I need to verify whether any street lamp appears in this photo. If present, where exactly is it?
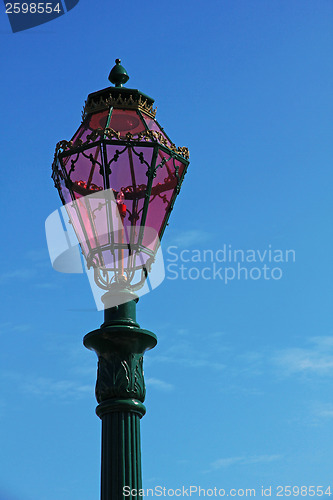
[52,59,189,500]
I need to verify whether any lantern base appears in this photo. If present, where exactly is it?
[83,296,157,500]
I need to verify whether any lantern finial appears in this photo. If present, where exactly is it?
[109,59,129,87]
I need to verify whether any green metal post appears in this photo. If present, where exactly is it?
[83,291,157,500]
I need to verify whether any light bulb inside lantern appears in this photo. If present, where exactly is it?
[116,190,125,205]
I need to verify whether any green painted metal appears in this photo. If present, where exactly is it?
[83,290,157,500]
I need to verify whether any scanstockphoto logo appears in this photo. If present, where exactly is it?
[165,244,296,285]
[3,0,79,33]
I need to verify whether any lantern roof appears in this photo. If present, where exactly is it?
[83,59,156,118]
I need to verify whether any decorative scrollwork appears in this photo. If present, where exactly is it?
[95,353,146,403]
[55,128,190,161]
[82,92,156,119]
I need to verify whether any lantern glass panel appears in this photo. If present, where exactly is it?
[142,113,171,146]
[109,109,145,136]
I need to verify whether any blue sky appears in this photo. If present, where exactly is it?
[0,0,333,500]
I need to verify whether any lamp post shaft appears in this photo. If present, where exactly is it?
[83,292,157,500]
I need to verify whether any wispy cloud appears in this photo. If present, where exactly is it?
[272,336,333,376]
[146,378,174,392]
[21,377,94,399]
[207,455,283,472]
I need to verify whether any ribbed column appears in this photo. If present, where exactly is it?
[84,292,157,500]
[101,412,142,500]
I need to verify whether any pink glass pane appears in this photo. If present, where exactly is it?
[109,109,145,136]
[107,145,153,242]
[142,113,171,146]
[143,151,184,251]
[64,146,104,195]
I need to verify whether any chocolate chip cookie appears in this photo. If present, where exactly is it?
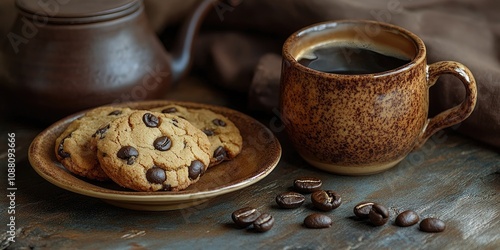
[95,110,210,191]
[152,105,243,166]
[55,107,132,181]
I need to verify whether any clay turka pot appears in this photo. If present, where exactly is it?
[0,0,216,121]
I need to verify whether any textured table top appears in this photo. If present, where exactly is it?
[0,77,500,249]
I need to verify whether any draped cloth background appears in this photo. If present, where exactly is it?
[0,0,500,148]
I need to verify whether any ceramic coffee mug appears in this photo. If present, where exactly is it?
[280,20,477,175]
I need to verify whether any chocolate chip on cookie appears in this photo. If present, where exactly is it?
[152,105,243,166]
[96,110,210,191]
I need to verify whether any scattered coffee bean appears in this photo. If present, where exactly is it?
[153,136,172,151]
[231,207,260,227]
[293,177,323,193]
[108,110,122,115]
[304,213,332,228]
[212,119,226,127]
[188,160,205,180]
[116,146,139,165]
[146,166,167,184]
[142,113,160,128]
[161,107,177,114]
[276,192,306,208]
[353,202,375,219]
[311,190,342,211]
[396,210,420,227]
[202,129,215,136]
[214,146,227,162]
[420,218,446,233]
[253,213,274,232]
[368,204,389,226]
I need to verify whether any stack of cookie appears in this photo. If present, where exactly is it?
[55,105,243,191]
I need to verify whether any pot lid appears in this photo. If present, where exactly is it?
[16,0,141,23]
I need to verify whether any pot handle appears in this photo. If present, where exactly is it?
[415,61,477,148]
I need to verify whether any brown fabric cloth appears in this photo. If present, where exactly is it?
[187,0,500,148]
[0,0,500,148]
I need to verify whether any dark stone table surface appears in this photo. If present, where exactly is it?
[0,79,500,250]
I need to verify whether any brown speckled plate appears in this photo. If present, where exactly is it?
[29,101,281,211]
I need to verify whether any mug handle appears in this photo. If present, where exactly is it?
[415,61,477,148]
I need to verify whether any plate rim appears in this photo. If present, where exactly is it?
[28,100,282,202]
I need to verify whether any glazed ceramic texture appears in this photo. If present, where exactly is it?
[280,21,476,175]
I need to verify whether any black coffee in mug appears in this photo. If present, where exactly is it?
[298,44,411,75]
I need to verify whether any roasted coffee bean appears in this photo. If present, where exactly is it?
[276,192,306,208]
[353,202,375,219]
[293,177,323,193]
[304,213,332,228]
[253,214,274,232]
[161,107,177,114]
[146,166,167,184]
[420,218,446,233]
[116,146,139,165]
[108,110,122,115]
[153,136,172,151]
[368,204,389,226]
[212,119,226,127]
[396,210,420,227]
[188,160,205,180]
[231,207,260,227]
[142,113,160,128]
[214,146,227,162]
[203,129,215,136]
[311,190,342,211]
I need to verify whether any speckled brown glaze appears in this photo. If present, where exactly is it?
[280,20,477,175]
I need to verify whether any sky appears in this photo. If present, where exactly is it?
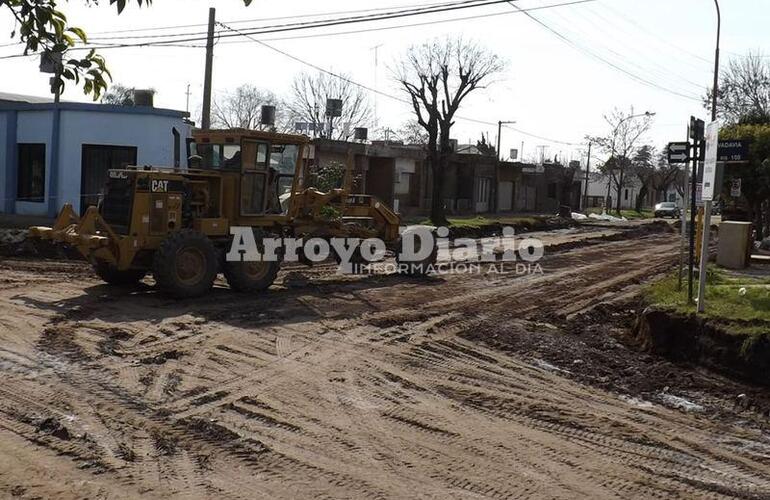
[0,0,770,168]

+===+

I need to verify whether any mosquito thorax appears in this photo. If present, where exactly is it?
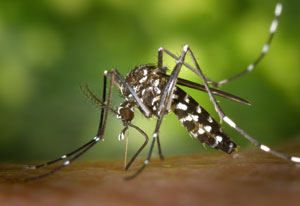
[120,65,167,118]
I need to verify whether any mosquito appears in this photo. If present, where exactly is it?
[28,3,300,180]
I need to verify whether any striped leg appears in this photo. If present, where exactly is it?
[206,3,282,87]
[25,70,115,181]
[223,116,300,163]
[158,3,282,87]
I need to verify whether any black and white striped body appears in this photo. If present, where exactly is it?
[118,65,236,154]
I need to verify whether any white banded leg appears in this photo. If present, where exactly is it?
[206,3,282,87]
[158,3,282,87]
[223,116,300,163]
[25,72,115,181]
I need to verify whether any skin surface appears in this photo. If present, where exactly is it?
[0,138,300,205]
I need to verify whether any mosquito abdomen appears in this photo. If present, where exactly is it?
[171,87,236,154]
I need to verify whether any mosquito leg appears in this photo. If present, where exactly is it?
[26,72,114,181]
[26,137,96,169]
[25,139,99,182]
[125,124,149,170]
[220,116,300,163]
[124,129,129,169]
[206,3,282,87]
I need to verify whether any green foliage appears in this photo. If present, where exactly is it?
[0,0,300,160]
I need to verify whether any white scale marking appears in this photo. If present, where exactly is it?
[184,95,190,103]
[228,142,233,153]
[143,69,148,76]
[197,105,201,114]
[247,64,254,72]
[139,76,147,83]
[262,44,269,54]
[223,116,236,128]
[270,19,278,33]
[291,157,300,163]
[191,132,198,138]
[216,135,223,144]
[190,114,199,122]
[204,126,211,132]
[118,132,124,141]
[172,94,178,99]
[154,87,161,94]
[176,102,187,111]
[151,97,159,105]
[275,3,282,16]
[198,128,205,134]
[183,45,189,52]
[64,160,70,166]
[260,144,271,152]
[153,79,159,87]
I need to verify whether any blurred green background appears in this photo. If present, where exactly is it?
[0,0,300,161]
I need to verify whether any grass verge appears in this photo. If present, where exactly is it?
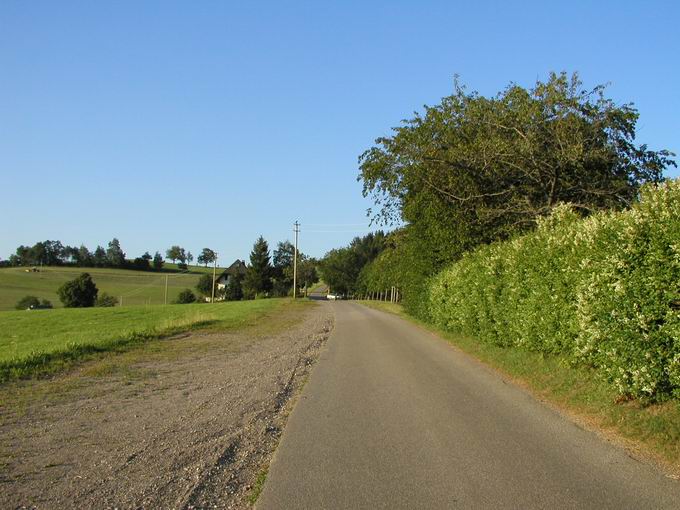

+===+

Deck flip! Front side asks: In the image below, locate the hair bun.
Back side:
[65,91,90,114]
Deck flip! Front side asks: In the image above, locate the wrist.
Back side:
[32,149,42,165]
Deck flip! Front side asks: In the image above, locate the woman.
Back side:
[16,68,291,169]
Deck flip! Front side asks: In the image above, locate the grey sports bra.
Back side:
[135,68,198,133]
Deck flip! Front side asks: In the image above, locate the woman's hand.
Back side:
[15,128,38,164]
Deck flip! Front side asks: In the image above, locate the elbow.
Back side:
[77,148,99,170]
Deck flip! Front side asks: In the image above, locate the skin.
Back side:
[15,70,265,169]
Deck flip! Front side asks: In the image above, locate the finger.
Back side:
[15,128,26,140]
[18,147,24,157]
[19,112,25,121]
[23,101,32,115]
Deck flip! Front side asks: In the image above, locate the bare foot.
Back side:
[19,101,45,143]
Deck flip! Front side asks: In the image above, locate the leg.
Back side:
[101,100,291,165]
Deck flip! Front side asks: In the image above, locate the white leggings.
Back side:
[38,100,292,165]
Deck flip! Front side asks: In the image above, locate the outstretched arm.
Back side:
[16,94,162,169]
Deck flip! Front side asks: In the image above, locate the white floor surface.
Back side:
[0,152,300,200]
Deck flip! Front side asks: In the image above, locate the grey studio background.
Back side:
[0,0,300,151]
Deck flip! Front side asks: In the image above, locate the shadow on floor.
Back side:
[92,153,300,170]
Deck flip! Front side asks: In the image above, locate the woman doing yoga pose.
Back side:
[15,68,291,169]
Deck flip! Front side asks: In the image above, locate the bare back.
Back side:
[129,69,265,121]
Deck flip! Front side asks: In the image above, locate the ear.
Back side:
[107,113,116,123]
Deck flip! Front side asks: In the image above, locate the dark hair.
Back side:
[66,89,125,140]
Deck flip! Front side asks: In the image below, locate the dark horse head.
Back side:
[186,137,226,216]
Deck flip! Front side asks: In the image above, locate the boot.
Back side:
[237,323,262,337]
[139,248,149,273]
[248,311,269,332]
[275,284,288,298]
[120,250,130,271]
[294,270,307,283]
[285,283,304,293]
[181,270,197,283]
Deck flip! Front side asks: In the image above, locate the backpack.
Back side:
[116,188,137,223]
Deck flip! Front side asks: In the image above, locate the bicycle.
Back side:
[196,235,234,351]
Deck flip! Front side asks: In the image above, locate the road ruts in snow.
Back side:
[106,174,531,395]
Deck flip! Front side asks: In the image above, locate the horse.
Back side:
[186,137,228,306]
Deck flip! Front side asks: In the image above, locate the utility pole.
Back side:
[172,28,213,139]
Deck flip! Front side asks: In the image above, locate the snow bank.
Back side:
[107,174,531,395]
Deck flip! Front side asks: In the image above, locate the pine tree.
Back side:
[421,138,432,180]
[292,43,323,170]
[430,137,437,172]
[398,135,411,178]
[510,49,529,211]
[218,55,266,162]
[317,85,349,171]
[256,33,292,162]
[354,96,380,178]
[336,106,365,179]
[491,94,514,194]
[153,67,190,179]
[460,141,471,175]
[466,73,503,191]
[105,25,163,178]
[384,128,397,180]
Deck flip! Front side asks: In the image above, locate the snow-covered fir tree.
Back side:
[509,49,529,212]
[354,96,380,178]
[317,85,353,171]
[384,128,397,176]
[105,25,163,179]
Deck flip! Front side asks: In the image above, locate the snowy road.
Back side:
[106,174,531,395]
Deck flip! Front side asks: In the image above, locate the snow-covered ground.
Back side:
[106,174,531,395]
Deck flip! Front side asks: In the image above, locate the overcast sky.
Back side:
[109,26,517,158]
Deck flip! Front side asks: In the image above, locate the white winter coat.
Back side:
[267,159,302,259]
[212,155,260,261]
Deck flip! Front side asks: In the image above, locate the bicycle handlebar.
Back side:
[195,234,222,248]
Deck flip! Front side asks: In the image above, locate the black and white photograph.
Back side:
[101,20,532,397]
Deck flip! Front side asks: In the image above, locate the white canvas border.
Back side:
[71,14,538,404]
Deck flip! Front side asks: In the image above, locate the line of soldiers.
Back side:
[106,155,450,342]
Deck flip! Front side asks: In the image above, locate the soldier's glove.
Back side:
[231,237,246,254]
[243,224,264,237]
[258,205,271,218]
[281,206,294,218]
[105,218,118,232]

+===+

* Instructions for the task: Please express everything from the line containing "locate the wrist." down to the line containing "[15,128,38,164]", both included, as a two-column CSV with the columns front and back. Give one row per front-and-back pair, with each field quoted and any line breaks turned into spaces.

* Problem solution:
front,back
"Deck flip! Front side asks: In the image above, locate the wrist. Back side:","[32,149,42,165]"
"Deck flip! Front side asks: In the image above, locate the woman. Back side:","[16,68,291,169]"
"Deck flip! Front side asks: In the image above, locate the grey sports bra. Back side:","[135,68,198,133]"
"Deck flip! Front side asks: In the image above, locate the woman's hand. Back side:","[15,128,38,164]"